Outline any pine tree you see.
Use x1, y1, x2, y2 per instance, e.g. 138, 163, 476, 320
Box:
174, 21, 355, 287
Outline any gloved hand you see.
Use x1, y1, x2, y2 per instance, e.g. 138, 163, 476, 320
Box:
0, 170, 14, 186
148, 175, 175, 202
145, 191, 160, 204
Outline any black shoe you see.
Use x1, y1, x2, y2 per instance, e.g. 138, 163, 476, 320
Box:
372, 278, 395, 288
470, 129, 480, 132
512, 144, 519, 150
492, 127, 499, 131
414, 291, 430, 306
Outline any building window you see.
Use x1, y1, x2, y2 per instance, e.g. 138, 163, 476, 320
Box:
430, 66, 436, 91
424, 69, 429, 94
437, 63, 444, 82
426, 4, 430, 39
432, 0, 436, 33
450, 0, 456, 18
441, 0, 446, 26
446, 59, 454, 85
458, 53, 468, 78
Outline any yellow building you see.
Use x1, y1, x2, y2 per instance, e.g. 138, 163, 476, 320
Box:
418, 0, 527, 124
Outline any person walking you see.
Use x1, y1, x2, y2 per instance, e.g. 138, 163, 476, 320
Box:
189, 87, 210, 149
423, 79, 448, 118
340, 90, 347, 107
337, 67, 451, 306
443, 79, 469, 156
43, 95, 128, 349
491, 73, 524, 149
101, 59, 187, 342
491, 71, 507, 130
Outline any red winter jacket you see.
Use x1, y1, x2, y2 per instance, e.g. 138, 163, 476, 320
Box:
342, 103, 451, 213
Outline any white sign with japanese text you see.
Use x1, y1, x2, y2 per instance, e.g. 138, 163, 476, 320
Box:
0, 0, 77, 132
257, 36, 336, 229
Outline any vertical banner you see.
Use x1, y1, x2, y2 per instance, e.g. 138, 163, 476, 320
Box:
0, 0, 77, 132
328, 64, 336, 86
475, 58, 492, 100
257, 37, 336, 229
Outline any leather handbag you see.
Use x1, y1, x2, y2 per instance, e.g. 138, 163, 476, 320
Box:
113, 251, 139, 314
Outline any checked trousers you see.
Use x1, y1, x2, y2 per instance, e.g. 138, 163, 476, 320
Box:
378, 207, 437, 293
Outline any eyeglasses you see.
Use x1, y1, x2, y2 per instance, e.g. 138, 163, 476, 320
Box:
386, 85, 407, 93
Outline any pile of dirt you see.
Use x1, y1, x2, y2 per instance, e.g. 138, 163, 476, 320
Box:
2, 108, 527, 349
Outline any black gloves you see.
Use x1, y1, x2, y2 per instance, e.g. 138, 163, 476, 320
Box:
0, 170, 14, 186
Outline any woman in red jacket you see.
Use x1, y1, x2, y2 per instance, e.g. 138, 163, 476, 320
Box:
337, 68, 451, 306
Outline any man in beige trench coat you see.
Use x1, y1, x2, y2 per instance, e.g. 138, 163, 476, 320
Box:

□ □ □ □

Task details -
The lines in the entries above that carry the word "black" must be copied.

Finished task -
Outline any black shoe you see.
Outline any black gloves you see.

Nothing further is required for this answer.